Restate every entry verbatim; drop the pictures.
+ + + + + + +
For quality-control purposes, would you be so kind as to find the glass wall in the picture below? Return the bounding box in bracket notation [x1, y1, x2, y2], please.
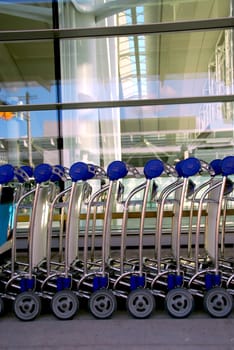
[0, 110, 59, 166]
[0, 1, 53, 30]
[62, 102, 234, 168]
[59, 0, 232, 28]
[61, 30, 234, 104]
[0, 0, 233, 170]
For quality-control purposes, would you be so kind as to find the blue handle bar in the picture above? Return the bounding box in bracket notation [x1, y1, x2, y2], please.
[221, 156, 234, 176]
[69, 162, 96, 182]
[209, 159, 222, 176]
[33, 163, 53, 184]
[175, 157, 201, 178]
[107, 161, 128, 181]
[0, 164, 15, 184]
[144, 159, 164, 179]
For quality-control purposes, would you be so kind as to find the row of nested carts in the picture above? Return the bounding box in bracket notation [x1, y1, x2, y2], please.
[0, 156, 234, 321]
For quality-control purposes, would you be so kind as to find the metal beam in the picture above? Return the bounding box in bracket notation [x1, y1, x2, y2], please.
[0, 94, 234, 112]
[0, 17, 233, 41]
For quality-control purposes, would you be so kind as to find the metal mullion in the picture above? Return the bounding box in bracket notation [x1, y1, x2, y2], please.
[0, 17, 234, 42]
[0, 94, 234, 112]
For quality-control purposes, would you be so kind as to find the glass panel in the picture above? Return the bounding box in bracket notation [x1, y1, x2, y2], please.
[62, 101, 234, 234]
[62, 102, 234, 169]
[0, 0, 53, 31]
[0, 110, 59, 166]
[61, 29, 234, 102]
[59, 0, 232, 28]
[0, 40, 56, 105]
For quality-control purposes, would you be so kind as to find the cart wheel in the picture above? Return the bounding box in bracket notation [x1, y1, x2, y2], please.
[0, 296, 4, 316]
[51, 290, 79, 320]
[126, 289, 155, 319]
[13, 291, 41, 321]
[165, 288, 194, 318]
[204, 287, 233, 318]
[88, 289, 117, 319]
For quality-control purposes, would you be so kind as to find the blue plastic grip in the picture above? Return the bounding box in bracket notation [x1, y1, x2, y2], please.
[107, 161, 128, 181]
[69, 162, 96, 182]
[205, 273, 221, 290]
[221, 156, 234, 176]
[130, 275, 145, 290]
[93, 276, 108, 291]
[175, 157, 201, 178]
[167, 274, 183, 290]
[144, 159, 164, 179]
[0, 164, 15, 184]
[209, 159, 222, 176]
[20, 278, 35, 292]
[50, 165, 65, 182]
[56, 277, 71, 291]
[33, 163, 53, 184]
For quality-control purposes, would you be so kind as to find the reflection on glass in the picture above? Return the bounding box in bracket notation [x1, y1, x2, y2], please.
[0, 1, 53, 31]
[59, 0, 232, 28]
[62, 103, 234, 170]
[0, 110, 59, 167]
[0, 41, 56, 105]
[61, 29, 234, 103]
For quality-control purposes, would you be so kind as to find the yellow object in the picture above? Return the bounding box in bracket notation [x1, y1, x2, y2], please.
[0, 111, 15, 120]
+ + + + + + +
- **Result of the task**:
For quality-control purposes, would you be so kind as to find the glass wall in the picture below? Return the bounding box in bracket notation [x1, y1, x2, y2], please.
[0, 110, 59, 166]
[0, 1, 53, 30]
[62, 102, 234, 168]
[59, 0, 232, 28]
[61, 30, 234, 104]
[0, 0, 233, 170]
For quality-control purposes, would you be so kind as to find the blue handle bar in the picture above? Return the bounding box in bracket notation [x1, y1, x2, y2], please.
[221, 156, 234, 176]
[69, 162, 96, 182]
[209, 159, 222, 176]
[33, 163, 53, 184]
[175, 157, 201, 178]
[107, 161, 128, 181]
[0, 164, 15, 184]
[144, 159, 164, 179]
For quality-control purposes, would you be so kind as to find the row of nested carts in the picture above? Return the bounding box in bracket notation [x1, y1, x2, y2], please.
[0, 156, 234, 321]
For quality-control purposes, would you be so kind as to find the metal beam in the picture above? Return the bounding box in bracket notation [x1, y1, x2, y2], please.
[0, 94, 234, 112]
[0, 17, 233, 41]
For quality-control purposes, would you be so kind as to find the metal mullion in the picture above? Return the bounding box in bracket notation [x1, y1, x2, y2], please.
[0, 17, 234, 42]
[0, 94, 234, 112]
For quality-control purposes, would you be so kind as to find the glass panel in the picture above? Return the bounding box in bracket notation [x1, y1, x2, y2], please.
[62, 101, 234, 234]
[62, 102, 234, 169]
[0, 0, 53, 31]
[0, 110, 59, 166]
[61, 29, 234, 102]
[59, 0, 232, 28]
[0, 40, 56, 105]
For quality-control purposes, would you be so kind as to find the cart wheel in the picture above? Return the bounding box in bracket notation [x1, y1, x2, y2], please.
[0, 296, 4, 316]
[51, 290, 79, 320]
[126, 289, 155, 319]
[13, 291, 41, 321]
[165, 288, 194, 318]
[204, 287, 233, 318]
[88, 289, 117, 319]
For quality-control purposes, would you be so kind as to find the blue plastic grip in the picture above? Return the bounding box in bracket notation [x1, y1, x2, y2], please.
[107, 161, 128, 181]
[69, 162, 96, 182]
[205, 273, 221, 290]
[221, 156, 234, 176]
[130, 275, 145, 290]
[93, 276, 108, 291]
[175, 157, 201, 178]
[167, 274, 183, 290]
[144, 159, 164, 179]
[0, 164, 15, 184]
[209, 159, 222, 176]
[20, 278, 35, 292]
[50, 165, 65, 182]
[56, 277, 71, 291]
[33, 163, 53, 184]
For quality-control purposes, would you be so kind as to find the reflection on glass in the picture above? Return the bounding box in bracket notation [x1, y1, x2, y2], please.
[0, 1, 53, 31]
[59, 0, 232, 28]
[62, 103, 234, 170]
[0, 110, 59, 167]
[0, 41, 56, 105]
[61, 29, 234, 103]
For quality-control purposes, would you be so kind as to find the yellow object in the picture above? Return the bounding box in bracket notation [x1, y1, x2, y2], please.
[0, 111, 15, 120]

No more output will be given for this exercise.